Estos tres lugares han marcado la obra literaria y la vida de quien dice sentirse “cómodamente extranjero en todas partes” y ha ejercido la literatura desde el valor de quien considera que “la dignidad es seguir siendo uno mismo cuando ser uno mismo es lo que más puede perjudicarte” (La estrategia del outsider).
Doctor en Farmacia por la Universidad Complutense de Madrid, Guerra Garrido posee una sólida formación científica y humanística que se hace palpable en su amplia y variada obra narrativa, que abarca distintos tipos de novela, el relato y el ensayo.
Miembro del Foro de Ermua, ha sufrido ataques de kale borroka y amenazas de muerte de la banda terrorista ETA. La farmacia que compartía con su mujer -también farmacéutica- en el barrio de Alza de San Sebastián sufrió tres atentados, el último de los cuales, en el año 2000, la dejó completamente calcinada.
Sin embargo, incluso en las situaciones más dramáticas, nunca le ha faltado la sutil estratagema del humor: “Jamás supuse tener una jubilación tan llamativa”, dijo al ver la farmacia en llamas y quedar reducido a cenizas el lugar desde el que había tratado de mejorar la atención farmacéutica de los donostiarras y, en las largas horas de guardia nocturna, escribir muchas páginas de buena literatura.

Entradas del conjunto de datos
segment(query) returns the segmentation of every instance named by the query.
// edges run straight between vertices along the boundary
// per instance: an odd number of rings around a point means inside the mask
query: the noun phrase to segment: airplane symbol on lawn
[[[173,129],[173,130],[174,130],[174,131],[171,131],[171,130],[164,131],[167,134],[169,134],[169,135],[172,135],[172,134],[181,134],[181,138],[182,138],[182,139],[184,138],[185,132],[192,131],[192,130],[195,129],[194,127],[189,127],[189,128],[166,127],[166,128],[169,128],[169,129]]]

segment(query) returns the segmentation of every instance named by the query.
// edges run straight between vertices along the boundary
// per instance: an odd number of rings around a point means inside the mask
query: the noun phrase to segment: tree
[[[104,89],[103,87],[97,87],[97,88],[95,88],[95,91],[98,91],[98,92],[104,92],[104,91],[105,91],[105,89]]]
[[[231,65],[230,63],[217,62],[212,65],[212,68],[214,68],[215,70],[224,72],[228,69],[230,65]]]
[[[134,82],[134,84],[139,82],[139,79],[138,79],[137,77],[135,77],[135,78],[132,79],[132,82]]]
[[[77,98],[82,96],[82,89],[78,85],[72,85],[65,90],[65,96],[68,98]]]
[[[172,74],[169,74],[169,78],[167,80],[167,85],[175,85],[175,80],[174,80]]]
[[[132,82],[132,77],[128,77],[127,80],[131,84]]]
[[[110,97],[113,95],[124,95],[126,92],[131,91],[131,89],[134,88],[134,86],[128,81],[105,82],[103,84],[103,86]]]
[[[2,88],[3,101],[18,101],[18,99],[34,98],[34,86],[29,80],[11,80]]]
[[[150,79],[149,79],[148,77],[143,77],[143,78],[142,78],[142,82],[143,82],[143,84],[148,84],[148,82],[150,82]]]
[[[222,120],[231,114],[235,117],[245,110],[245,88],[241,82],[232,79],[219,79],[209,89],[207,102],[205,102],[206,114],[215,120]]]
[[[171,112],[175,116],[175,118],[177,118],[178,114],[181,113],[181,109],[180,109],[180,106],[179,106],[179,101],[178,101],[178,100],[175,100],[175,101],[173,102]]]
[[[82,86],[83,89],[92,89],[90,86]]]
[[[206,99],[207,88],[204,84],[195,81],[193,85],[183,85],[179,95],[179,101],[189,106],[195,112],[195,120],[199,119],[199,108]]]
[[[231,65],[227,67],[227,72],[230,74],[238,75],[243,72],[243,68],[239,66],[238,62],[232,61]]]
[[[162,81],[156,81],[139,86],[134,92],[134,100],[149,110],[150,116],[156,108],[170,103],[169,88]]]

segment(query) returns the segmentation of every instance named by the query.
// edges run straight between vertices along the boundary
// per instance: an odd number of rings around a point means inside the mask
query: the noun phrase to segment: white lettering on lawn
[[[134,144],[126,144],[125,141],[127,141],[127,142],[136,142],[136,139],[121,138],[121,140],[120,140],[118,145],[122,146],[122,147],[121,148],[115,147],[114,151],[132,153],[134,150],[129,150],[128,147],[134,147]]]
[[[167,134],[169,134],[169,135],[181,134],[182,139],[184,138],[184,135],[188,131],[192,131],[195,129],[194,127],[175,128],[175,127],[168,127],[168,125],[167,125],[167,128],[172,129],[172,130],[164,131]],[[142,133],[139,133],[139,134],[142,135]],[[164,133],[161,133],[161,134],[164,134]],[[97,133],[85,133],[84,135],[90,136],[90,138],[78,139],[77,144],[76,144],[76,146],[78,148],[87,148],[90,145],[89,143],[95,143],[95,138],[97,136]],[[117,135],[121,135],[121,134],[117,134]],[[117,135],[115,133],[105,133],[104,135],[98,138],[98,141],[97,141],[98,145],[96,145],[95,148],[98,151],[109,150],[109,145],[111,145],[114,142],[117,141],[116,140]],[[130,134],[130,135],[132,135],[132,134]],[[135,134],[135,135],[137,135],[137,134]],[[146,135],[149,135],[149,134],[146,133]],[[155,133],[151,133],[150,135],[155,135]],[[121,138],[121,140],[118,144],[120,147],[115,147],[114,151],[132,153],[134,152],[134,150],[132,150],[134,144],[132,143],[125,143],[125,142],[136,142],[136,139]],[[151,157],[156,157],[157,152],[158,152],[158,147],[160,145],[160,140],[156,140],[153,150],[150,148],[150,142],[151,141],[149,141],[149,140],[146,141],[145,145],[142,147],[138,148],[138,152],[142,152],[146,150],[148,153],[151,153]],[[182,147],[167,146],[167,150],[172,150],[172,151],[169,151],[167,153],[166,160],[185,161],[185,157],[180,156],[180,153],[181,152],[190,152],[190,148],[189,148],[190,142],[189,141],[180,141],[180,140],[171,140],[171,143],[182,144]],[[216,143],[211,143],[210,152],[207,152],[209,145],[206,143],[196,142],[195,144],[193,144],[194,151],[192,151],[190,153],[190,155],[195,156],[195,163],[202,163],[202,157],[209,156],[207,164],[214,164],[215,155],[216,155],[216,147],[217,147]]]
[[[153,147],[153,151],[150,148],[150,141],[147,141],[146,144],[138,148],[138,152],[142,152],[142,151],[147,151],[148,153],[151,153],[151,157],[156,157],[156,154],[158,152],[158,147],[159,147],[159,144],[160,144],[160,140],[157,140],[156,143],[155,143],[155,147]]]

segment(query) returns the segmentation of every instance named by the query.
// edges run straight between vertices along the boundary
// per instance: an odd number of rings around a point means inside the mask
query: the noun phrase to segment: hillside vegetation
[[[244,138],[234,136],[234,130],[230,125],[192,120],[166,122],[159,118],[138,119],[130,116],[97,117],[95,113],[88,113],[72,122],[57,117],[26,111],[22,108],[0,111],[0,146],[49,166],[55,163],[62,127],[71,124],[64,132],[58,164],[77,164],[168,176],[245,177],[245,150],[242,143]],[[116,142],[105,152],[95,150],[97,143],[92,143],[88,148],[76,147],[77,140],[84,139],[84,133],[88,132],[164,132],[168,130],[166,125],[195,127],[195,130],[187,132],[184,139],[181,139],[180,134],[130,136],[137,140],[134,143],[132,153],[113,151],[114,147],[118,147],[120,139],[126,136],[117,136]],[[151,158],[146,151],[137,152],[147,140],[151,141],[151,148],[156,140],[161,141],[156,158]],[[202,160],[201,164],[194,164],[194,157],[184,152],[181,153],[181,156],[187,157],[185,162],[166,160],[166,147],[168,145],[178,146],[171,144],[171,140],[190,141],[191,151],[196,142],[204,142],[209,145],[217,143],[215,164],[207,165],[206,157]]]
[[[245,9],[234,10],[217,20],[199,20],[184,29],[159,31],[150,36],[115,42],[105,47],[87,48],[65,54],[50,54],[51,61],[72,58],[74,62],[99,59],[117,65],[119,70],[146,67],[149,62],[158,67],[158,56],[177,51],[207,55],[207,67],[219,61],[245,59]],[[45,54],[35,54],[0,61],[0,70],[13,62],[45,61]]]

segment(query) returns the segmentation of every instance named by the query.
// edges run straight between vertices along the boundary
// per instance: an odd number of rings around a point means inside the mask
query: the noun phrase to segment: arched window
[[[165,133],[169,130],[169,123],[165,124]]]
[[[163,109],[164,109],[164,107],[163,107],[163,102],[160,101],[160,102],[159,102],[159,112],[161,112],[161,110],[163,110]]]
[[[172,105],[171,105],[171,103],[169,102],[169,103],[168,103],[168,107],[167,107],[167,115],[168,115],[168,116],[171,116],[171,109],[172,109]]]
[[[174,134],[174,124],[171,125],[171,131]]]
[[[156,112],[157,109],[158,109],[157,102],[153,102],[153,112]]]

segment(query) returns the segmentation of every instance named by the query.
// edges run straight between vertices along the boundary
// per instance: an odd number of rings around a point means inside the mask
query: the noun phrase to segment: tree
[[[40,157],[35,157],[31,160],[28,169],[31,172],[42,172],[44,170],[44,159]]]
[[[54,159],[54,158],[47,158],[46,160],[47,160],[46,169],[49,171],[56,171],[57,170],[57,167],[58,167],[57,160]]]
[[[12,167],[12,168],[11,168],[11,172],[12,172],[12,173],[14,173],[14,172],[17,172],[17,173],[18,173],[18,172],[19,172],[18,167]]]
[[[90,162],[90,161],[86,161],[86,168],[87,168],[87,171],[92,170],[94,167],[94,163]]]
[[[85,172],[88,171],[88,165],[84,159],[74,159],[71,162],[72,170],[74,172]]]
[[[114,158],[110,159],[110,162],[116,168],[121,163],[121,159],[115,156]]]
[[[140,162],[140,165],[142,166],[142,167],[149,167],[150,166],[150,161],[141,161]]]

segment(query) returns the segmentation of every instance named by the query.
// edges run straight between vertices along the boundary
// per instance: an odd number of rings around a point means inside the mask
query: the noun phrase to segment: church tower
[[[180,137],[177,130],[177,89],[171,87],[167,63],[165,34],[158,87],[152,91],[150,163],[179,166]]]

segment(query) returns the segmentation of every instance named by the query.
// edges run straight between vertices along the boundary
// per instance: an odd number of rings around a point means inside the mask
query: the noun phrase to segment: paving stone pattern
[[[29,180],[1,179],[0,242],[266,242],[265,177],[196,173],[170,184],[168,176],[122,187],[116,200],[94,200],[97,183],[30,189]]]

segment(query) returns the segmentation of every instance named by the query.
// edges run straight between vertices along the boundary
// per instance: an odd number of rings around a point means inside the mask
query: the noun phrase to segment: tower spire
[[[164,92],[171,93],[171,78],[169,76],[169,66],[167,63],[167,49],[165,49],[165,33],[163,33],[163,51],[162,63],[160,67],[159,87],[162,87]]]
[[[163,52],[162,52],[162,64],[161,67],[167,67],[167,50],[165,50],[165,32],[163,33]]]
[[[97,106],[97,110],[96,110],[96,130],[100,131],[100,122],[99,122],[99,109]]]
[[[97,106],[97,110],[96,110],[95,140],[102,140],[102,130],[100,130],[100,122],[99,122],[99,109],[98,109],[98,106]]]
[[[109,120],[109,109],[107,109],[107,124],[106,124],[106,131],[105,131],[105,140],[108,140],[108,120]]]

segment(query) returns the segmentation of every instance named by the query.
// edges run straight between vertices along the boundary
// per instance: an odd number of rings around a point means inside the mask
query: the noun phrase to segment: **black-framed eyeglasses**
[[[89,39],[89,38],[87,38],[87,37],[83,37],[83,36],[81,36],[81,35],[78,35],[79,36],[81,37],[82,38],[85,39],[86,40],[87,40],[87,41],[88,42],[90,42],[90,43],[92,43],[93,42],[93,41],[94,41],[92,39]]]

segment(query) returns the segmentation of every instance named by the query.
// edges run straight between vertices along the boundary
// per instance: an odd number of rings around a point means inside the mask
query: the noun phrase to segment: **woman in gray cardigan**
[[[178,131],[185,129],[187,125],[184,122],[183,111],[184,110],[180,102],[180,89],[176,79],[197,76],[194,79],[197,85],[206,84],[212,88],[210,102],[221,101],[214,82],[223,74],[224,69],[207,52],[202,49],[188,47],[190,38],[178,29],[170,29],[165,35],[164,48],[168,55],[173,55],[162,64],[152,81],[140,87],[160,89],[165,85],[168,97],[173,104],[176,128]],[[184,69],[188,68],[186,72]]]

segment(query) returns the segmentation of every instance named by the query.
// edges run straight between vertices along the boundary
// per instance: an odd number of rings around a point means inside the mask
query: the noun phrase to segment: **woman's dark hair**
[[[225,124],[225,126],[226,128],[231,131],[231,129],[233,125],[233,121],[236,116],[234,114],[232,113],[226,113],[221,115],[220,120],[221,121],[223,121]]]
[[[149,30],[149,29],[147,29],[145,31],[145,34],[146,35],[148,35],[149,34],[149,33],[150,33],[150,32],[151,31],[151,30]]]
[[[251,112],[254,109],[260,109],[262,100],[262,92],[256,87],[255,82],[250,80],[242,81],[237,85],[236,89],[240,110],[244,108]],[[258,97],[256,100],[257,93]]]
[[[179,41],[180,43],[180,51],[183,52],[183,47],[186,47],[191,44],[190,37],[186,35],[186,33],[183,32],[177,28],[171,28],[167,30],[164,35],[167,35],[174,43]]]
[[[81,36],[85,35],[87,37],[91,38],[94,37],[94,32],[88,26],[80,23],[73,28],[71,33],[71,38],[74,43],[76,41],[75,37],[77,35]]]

**Consigna 1**:
Traduce al inglés esta oración del texto sobre Guerra Garrido: "Doctor en Farmacia por la Universidad Complutense de Madrid, Guerra Garrido posee una sólida formación científica y humanística que se hace palpable en su amplia y variada obra narrativa, que abarca distintos tipos de novela, el relato y el ensayo."
**Consigna 2**:
Devuelve el fragmento del texto sobre Guerra Garrido que comienza en "Estos tres lugares" y termina en "y el ensayo.", ambos incluidos, sin alterar nada.

**Respuesta completa 1**:
A Doctor of Pharmacy from the Complutense University of Madrid, Guerra Garrido has a solid scientific and humanistic background that becomes evident in his extensive and varied narrative work, which spans different kinds of novel, the short story and the essay.

**Respuesta completa 2**:
Estos tres lugares han marcado la obra literaria y la vida de quien dice sentirse “cómodamente extranjero en todas partes” y ha ejercido la literatura desde el valor de quien considera que “la dignidad es seguir siendo uno mismo cuando ser uno mismo es lo que más puede perjudicarte” (La estrategia del outsider).
Doctor en Farmacia por la Universidad Complutense de Madrid, Guerra Garrido posee una sólida formación científica y humanística que se hace palpable en su amplia y variada obra narrativa, que abarca distintos tipos de novela, el relato y el ensayo.